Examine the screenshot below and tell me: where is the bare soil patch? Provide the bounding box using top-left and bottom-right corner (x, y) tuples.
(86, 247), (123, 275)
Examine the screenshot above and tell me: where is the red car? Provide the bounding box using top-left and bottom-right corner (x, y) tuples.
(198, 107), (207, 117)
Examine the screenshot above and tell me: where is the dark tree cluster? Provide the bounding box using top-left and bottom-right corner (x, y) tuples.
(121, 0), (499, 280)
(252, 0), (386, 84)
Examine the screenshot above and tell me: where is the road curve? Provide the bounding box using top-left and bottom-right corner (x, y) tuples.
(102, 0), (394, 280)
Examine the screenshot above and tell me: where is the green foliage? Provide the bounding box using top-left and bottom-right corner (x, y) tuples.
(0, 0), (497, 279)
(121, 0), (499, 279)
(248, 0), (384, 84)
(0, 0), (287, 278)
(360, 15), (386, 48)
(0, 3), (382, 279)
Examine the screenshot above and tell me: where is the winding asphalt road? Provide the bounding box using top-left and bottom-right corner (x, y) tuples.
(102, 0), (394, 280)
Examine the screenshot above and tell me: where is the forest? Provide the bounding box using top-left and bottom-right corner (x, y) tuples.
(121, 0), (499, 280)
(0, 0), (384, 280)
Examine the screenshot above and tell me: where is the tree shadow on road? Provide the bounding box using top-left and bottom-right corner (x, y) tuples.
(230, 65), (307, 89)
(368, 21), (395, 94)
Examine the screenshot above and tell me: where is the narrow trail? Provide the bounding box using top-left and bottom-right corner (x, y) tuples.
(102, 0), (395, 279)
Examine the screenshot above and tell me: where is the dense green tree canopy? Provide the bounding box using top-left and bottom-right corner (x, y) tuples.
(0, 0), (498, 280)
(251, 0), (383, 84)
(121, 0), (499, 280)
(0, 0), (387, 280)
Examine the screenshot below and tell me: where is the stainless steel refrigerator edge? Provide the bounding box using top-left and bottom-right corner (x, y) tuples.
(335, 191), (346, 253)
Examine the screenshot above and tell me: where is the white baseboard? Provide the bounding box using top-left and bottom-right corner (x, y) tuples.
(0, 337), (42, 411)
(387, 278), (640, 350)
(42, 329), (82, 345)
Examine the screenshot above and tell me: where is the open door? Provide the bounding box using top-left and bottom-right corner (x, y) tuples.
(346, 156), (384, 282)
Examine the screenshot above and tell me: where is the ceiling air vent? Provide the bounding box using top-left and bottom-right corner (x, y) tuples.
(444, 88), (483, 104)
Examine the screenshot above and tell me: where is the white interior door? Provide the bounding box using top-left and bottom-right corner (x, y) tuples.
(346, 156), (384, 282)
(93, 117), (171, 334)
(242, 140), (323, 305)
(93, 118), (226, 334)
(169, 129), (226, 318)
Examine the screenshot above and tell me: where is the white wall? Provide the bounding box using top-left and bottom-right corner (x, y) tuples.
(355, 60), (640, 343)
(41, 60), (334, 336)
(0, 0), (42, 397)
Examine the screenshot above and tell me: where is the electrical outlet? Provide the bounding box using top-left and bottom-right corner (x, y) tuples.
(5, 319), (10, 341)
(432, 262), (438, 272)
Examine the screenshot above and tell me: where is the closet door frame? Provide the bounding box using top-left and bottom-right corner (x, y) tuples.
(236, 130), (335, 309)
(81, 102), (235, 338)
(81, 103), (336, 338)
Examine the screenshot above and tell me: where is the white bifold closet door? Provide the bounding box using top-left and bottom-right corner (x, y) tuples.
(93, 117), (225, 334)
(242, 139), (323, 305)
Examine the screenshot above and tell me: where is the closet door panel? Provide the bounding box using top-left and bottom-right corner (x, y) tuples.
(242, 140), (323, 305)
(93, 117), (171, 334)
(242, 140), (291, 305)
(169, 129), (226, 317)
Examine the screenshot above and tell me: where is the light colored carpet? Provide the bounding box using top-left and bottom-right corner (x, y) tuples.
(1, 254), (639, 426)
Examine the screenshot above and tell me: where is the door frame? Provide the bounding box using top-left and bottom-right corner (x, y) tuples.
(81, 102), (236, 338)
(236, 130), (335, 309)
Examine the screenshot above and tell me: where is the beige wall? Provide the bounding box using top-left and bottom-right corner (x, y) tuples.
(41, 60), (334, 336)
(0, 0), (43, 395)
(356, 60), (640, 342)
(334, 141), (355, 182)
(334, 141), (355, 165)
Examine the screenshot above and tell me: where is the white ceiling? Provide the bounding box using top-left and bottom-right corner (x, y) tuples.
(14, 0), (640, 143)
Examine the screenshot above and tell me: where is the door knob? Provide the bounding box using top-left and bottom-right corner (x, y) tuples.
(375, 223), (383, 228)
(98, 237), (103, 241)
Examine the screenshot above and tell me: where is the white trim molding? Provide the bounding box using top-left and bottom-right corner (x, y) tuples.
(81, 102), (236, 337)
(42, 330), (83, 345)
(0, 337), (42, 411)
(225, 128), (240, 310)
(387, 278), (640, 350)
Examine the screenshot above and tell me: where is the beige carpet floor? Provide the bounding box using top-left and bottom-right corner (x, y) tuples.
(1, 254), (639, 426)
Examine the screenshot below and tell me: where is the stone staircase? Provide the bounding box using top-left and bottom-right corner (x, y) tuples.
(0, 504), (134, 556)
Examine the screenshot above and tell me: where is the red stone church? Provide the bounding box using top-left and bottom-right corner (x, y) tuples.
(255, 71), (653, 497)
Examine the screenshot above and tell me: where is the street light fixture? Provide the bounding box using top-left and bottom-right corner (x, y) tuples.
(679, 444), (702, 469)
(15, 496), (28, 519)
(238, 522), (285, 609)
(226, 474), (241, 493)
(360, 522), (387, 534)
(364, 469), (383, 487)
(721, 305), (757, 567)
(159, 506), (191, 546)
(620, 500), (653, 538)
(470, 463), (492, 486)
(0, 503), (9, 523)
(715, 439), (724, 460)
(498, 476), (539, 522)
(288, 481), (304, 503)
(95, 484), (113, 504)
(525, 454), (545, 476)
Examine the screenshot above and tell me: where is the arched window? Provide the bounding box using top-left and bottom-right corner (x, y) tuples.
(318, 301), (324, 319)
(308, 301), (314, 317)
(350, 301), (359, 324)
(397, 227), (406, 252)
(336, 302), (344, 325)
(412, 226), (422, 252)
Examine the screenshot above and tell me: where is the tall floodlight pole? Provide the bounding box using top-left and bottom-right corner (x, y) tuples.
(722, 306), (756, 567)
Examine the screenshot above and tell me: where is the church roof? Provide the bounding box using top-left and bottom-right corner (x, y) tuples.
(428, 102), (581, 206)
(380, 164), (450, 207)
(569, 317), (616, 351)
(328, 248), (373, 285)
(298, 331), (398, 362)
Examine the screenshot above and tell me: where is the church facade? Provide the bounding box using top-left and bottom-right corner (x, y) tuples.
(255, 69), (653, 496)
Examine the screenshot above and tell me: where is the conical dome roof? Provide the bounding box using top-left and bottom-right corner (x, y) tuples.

→ TASK OBJECTIVE
The entries above, copied exactly, form the whole answer.

→ SOLUTION TO THIS EXERCISE
Examine the screenshot below and tell me: where is the bare soil patch? Provide the bounding box using top-left and bottom-right corner (x, y) tuples.
(86, 247), (123, 275)
Examine the screenshot above and tell me: where is the red car? Provide the bounding box using top-left and bottom-right corner (x, y) tuples.
(198, 107), (207, 117)
Examine the screenshot above and tell me: where is the dark tree cluster? Provide the bounding box using top-left and bottom-right corner (x, y) tuples.
(121, 0), (499, 280)
(252, 0), (386, 84)
Examine the screenshot above and tell me: where is the road curve? Provide the bounding box using top-left and bottom-right corner (x, y) tuples.
(102, 0), (394, 280)
Examine the screenshot above and tell me: where is the green foliage? Provide the bounding box using top-left and bottom-right corner (x, y) tuples.
(0, 0), (497, 279)
(121, 0), (499, 279)
(248, 0), (384, 84)
(0, 0), (287, 278)
(360, 15), (386, 48)
(0, 3), (382, 279)
Examine the screenshot above and tell me: where is the winding asphalt road? Provide the bounding box using top-left and bottom-right corner (x, y) tuples.
(102, 0), (394, 280)
Examine the screenshot above and tell me: where is the forest? Provide the bounding box using top-left and bottom-right corner (x, y) tuples.
(121, 0), (499, 280)
(0, 0), (384, 280)
Examine the screenshot above and tell me: where is the tree shadow on road? Provide the bounding box using top-left and bottom-right corner (x, y) tuples.
(230, 65), (307, 89)
(368, 21), (395, 94)
Examine the screenshot above and tell me: where is the narrow trail? Provide the bounding box using top-left and bottom-right corner (x, y) tuples.
(102, 0), (395, 279)
Examine the screenshot above and tell me: where is the dense green tree canopy? Provide the bounding box using top-left and bottom-right corner (x, y) tuples.
(0, 0), (498, 280)
(251, 0), (383, 84)
(121, 0), (499, 280)
(0, 0), (387, 280)
Examine the screenshot below and tell me: where is the stainless steel refrigerator edge? Provide the bounding box using top-left and bottom-right corner (x, y) tuples.
(335, 191), (346, 253)
Examine the screenshot above and tell me: where is the white baseboard? Provide the bounding box using top-left and bottom-right corner (x, y) tuples.
(0, 337), (42, 411)
(387, 278), (640, 350)
(42, 329), (82, 345)
Examine the screenshot above and tell me: where is the open door? Provide the bounding box using top-left and bottom-right corner (x, y) tuples.
(346, 156), (384, 282)
Examine the screenshot above and tell me: where is the ceiling air vent? Provide the bounding box using top-left and bottom-right corner (x, y) tuples.
(444, 88), (483, 104)
Examine the screenshot above and tell me: where is the white interior door? Provide the bounding box using top-left and bottom-right corner (x, y) tuples.
(346, 156), (384, 282)
(93, 117), (171, 334)
(242, 140), (323, 305)
(93, 118), (226, 334)
(169, 129), (226, 318)
Examine the screenshot above and tell me: where is the white wall? Provide the bounding box using top-left and bottom-right corner (x, y) tuples.
(355, 60), (640, 343)
(41, 60), (334, 336)
(0, 0), (42, 397)
Examine the screenshot above and tell me: where is the electrical outlet? Provide the bounding box using top-left and bottom-right corner (x, y) tuples.
(5, 319), (10, 341)
(432, 262), (438, 272)
Examine the screenshot above and tell me: where is the closet door frame? Provide the bounding box using top-left and bottom-right corner (x, y) tuples.
(236, 130), (335, 309)
(81, 102), (235, 338)
(81, 103), (336, 338)
Examine the screenshot above and tell me: where is the white bifold closet door? Provide the bounding box using top-left and bottom-right corner (x, y) tuples.
(93, 117), (225, 334)
(242, 139), (323, 305)
Examine the screenshot above and tell me: where is the closet door panel? Provide the bounding box using top-left and bottom-right corner (x, y) tuples.
(242, 140), (323, 305)
(93, 117), (171, 334)
(242, 140), (291, 305)
(169, 129), (226, 317)
Examine the screenshot above and tell me: where is the light colored carpet? Provide the bounding box using top-left and bottom-right corner (x, y) tuples.
(1, 254), (639, 426)
Examine the screenshot above and tell me: where is the door frame? Provide the bounding box using top-left and bottom-right corner (x, y) tuples.
(81, 102), (236, 338)
(236, 130), (335, 309)
Examine the screenshot above and tell me: where is the beige wall? Provide the bounding box using top-left and bottom-right corner (x, y) tuples.
(41, 60), (334, 336)
(0, 0), (43, 395)
(356, 60), (640, 342)
(334, 141), (355, 182)
(334, 141), (355, 165)
Examine the screenshot above and tell me: where is the white ceiling? Provide the bounding box using top-left and bottom-right corner (x, y) tuples.
(14, 0), (640, 143)
Examine the screenshot above and tell me: where is the door knob? Provide the bounding box using top-left and bottom-right corner (x, y) tuples.
(375, 223), (383, 228)
(98, 237), (103, 241)
Examine the screenshot above and tell me: where is the white trim molding? Provide the bounding box using top-left and bottom-right corner (x, y) tuples.
(81, 102), (236, 337)
(42, 330), (83, 345)
(0, 337), (42, 411)
(225, 128), (240, 310)
(387, 278), (640, 350)
Examine the screenshot above and tell me: where is the beige carpet floor? Provide the bounding box using top-left and bottom-right corner (x, y) tuples.
(1, 254), (639, 426)
Examine the screenshot below and tell me: where is the stone staircase? Provide the bounding box using top-left and bottom-right corner (x, y) tuples.
(0, 504), (134, 556)
Examine the screenshot above and tell me: where is the red stone church? Provide the bounding box using top-left and bottom-right corner (x, y) tuples.
(255, 71), (653, 497)
Examine the screenshot above and tell me: where is the street light fixture? Provide the bounding box using top-left and bottom-right corner (x, y) tuples.
(679, 444), (702, 469)
(15, 496), (28, 519)
(238, 522), (285, 609)
(226, 474), (241, 493)
(360, 522), (387, 534)
(364, 469), (383, 487)
(721, 305), (757, 567)
(159, 506), (191, 546)
(620, 500), (653, 538)
(470, 463), (492, 486)
(0, 503), (9, 523)
(715, 439), (724, 460)
(498, 476), (539, 522)
(288, 481), (304, 503)
(95, 484), (113, 504)
(525, 454), (545, 476)
Examine the screenshot above and tell me: where is the arched window? Provide the bounding box using top-left and bottom-right corner (x, y) tuples.
(318, 301), (324, 319)
(308, 301), (314, 317)
(350, 301), (359, 324)
(397, 227), (406, 252)
(336, 302), (344, 325)
(412, 226), (422, 252)
Examine the screenshot above and tell me: where is the tall floodlight pole? Provide the bounding box using top-left and bottom-right corner (x, y) tuples.
(722, 306), (756, 567)
Examine the screenshot above and tell me: where is the church roof? Provide the bounding box using top-left and bottom-right corner (x, y) tuples.
(428, 102), (581, 206)
(380, 164), (450, 207)
(569, 317), (616, 351)
(328, 248), (373, 285)
(298, 331), (398, 362)
Examine the screenshot above and tell me: where is the church facade? Provide the bounding box using top-left and bottom-right corner (x, y) tuples.
(255, 69), (653, 496)
Examine the screenshot above and tell me: where is the conical dome roof? Provide the bounding box using top-left and bottom-right corner (x, y) tuples.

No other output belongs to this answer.